**TASK INSTRUCTIONS:** Repeat every one of the entries below word for word, leaving out the picture.

# start of DATA TO USE

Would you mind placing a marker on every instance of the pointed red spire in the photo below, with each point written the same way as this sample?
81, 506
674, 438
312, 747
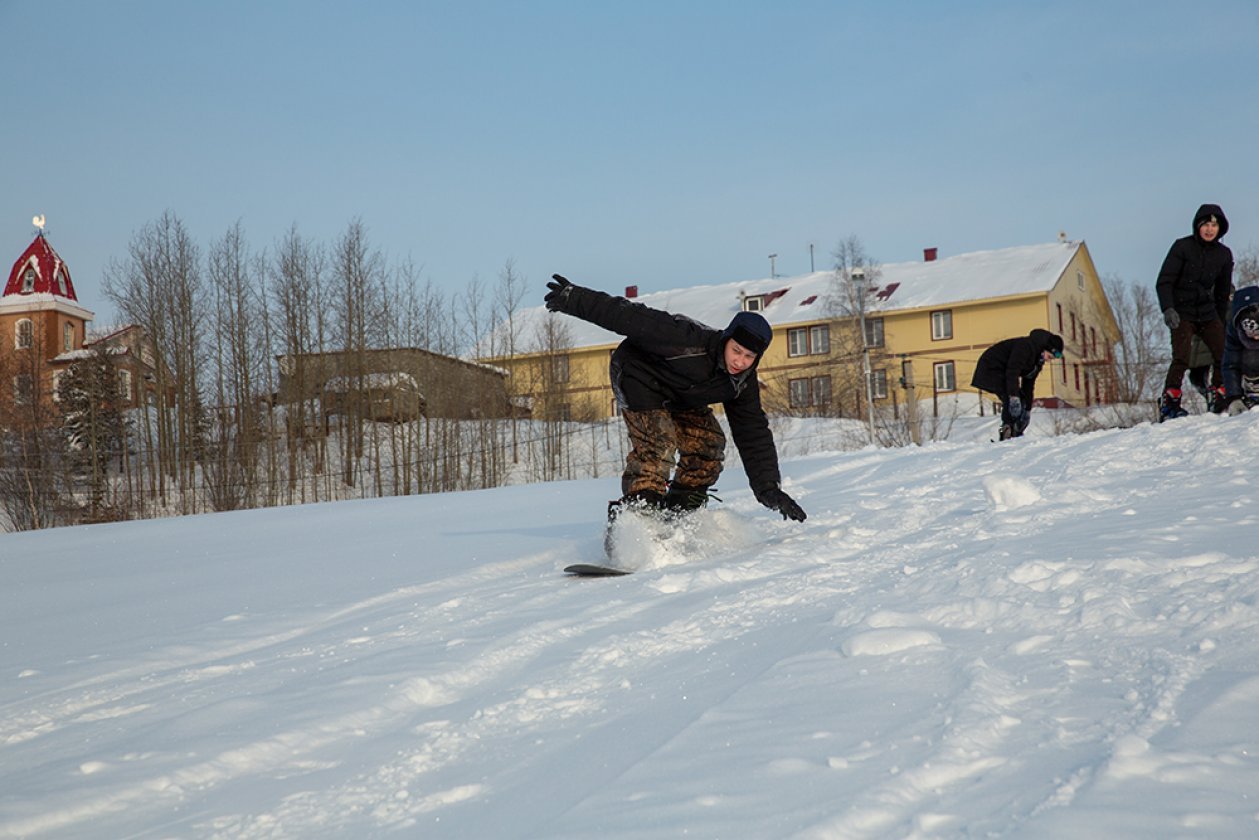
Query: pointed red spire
40, 271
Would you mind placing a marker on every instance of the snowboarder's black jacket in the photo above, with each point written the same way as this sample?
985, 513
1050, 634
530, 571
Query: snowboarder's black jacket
1196, 277
675, 363
1010, 368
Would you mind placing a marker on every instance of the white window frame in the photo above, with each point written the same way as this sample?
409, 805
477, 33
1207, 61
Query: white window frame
818, 339
24, 334
798, 393
874, 335
820, 392
797, 343
808, 340
23, 389
560, 368
879, 383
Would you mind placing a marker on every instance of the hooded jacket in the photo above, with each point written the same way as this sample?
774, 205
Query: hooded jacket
1010, 368
1196, 277
1240, 363
675, 363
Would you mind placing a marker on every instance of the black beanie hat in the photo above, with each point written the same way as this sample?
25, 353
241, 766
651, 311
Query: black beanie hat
750, 331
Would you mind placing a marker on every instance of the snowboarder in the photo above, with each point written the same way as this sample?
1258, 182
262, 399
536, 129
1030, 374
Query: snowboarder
1009, 370
666, 374
1240, 365
1194, 287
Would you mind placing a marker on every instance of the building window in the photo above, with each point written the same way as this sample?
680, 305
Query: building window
797, 392
810, 393
808, 340
23, 389
820, 339
879, 383
559, 368
821, 392
874, 331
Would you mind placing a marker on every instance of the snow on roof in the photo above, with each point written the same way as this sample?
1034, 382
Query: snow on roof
802, 299
390, 379
87, 353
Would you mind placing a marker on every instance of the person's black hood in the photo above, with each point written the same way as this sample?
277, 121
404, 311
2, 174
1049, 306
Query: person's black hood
1046, 340
750, 330
1205, 213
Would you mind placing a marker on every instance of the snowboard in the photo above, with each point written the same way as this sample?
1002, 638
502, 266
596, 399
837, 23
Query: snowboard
593, 571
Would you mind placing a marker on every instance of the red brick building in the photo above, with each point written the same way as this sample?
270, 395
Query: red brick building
40, 319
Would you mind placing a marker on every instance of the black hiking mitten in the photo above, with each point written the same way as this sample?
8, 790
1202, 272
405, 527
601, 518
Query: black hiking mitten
776, 499
559, 291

# end of DATA TO USE

**WRITTEN REPLY:**
Would you mind placing a marker on every instance of the pointed red spire in the photo below, with each point written the same way as this sample?
81, 506
674, 438
312, 747
Query: pointed red spire
40, 271
Would you mind placing a marker on every instance of the snowboarder's black jacket in the photo above, with each point written the same way as this sample?
985, 513
1050, 634
530, 571
Query: snowboarder's black jacket
1196, 277
675, 363
1010, 368
Would you mind placing a marker on every instance of the white window frame in the photo above, with each point written the same way as this sample?
409, 805
477, 33
1207, 61
Query: white window frame
818, 339
24, 334
798, 393
874, 335
820, 392
797, 343
808, 340
23, 389
560, 368
879, 383
Would you mind placing a marker on every instance of the hooded jacket in the photo above, with each point written the same way as this sample?
774, 205
Query: hooded jacket
1010, 368
1196, 277
1240, 363
675, 363
Would you mind placing a marker on every instance of the black beanie hat in the photo above, with each point written the same way as this sample?
25, 353
241, 766
651, 311
Query: black beanie hat
750, 331
Would you mind placing a marker on every instance of the snowboarder in the photo above, with each point written the same way as this sample?
1258, 182
262, 399
536, 129
1030, 374
Query: snowboarder
1009, 370
666, 374
1240, 365
1194, 287
Would you mind placing a marker on every instance of the building window in the photo above, with each point written the same way as this sample?
680, 305
Query: building window
797, 392
810, 393
808, 340
23, 389
820, 339
879, 383
559, 368
821, 392
874, 331
Would you mind placing a marker on every instance of the snow on roof in the photo above, with each point written the same way as this sample?
1034, 382
Query: snow on roof
802, 299
390, 379
87, 353
Would you mind placing a marker on every instance of the person's black hood in the photo above, with each point written the same way as this sample?
277, 121
404, 311
2, 174
1049, 306
Query: person's black hood
1046, 340
750, 330
1205, 213
Would you mind placing a marker on every instance of the snowboard in the photo above, with each point written the same way as this sample?
1002, 638
502, 266
596, 399
837, 23
Query: snowboard
593, 571
Would you mind placing a marker on every instance of the red brick building in the photo above, with each point written the same way as this sample?
270, 395
Query: red brick building
40, 319
Would you mind placing a marker on every instance of the black hiking mitten in the photo above, with each point written the same way as this sample?
8, 790
1202, 272
405, 527
601, 518
Query: black hiking mitten
776, 499
559, 291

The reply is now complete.